Dana Cook Grossman is the director of publications emerita for Dartmouth Medical School (DMS), now the Geisel School of Medicine. She retired from Dartmouth in 2011 and since then has worked as a freelance editor, writer, and communications consultant. She specializes in making complex subjects accessible and appealing to a wide variety of audiences. She has edited the work of Nobel Laureates, Pulitzer Prize winners, US senators, and governors.

She held the position of director of publications at DMS from June 1986 to December 2011; the post included serving as the editor of DARTMOUTH MEDICINE, a general-audience quarterly magazine that during her tenure won dozens of awards from the Association of American Medical Colleges, the American Medical Writers' Association, and the Council for the Advancement and Support of Education. Under her leadership, DARTMOUTH MEDICINE was also a leader in establishing an online presence and in its use of multimedia.

In addition, for various periods, she oversaw communications and media relations for DMS; supervised the conception and creation of the 2010 DMS/Dartmouth-Hitchcock annual report; coordinated communications for the DMS bicentennial, observed in 1997; directed the Dartmouth Community Medical School; and served as the editor of the DMS Alumni News & Notes, a newsletter for alumni of DMS.

During her 25 years at DMS, Dana also handled many special communications projects. She worked closely with medical historian Constance Putnam on two major books—a biography of DMS's founder (Improve Perfect and Perpetuate: Dr. Nathan Smith and Early American Medical Education) and a history of DMS (The Science We Have Loved and Taught: Dartmouth Medical School's First Two Centuries)—both published by University Press of New England, in 1998 and 2004, respectively. She was also the coeditor, with Dr. Heinz Valtin, of Great Issues for Medicine in the 21st Century: Ethical and Social Issues Arising out of Advances in the Biomedical Sciences, published in 1999 by the New York Academy of Sciences.

Dana was very active with professional organizations as well. She was the cofounder, in 1988, of the Ivy-Atlantic Medical Alumni Magazine Association, a consortium of the magazine staffs of 15 top-ranked medical schools, and served three terms as the organization's president. She also held many positions in the Association of American Medical Colleges' Group on Institutional Advancement—including as a member of the national steering committee; as the Northeast Regional Chair; as a track chair several times for the group's annual meeting; as a member of its Communications Committee; as a judge several times in its Awards for Excellence Competition; and as a presenter or moderator at numerous meetings. In addition, she served from 1999 through 2011 as a member of the Editorial Board of Brown Medicine magazine.

Prior to joining Dartmouth Medical School, from 1983 to 1986, Dana was associate editor of the Dartmouth Alumni Magazine, a publication for undergraduate alumni of Dartmouth College; before that, she was class notes editor of the Dartmouth Alumni Magazine. She began working for Dartmouth in 1975, when she was named assistant director of public relations for the Hopkins Center, Dartmouth College's performing arts center. Her professional background also includes experience as director of public affairs at Alice Peck Day Memorial Hospital, a community hospital in Lebanon, NH, and as a newspaper reporter and editor.
***
Work item:
Decide whether each statement agrees with the biography, answering yes or no and quoting the deciding words: (a) She cofounded the Ivy-Atlantic Medical Alumni Magazine Association in 1988. (b) She started working for Dartmouth in 1983. (c) She was a member of the Editorial Board of Brown Medicine magazine from 1999 through 2011. The entries that come next have no connection to the biography.
***
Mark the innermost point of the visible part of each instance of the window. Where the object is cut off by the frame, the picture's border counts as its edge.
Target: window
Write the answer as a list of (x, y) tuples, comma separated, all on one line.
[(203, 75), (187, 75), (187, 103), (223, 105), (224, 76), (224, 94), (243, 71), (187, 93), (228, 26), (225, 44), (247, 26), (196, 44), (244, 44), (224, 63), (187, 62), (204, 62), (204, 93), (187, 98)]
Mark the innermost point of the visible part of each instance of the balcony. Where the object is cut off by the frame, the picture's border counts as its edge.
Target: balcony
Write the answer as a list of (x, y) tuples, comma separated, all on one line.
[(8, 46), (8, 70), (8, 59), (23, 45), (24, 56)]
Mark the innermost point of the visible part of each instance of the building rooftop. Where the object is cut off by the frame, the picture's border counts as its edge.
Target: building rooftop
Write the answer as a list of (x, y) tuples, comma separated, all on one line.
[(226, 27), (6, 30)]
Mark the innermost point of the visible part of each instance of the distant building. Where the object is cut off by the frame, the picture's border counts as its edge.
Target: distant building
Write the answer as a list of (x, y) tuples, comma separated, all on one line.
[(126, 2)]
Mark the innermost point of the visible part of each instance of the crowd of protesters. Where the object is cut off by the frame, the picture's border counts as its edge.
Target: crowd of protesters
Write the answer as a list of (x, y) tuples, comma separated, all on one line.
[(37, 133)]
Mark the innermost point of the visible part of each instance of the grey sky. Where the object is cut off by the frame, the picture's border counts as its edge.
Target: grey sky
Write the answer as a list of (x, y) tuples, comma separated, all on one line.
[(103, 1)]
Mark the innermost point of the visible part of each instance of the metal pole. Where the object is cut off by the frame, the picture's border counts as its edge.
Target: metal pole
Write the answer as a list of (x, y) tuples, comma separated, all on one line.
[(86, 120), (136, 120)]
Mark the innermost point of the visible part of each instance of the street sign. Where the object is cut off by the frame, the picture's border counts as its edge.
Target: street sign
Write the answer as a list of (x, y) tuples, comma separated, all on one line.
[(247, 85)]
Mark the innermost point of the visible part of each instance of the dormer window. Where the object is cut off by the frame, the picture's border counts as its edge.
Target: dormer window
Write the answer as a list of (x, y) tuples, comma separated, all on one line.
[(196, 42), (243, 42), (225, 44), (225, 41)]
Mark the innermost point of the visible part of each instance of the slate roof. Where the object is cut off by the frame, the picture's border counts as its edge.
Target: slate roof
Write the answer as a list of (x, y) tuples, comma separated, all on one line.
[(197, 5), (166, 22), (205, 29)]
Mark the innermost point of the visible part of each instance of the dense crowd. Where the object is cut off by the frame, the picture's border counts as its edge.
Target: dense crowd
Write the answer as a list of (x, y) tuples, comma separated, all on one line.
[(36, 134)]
***
Your response:
(a) Yes: "She was the cofounder, in 1988, of the Ivy-Atlantic Medical Alumni Magazine Association"
(b) No: "She began working for Dartmouth in 1975"
(c) Yes: "she served from 1999 through 2011 as a member of the Editorial Board of Brown Medicine magazine"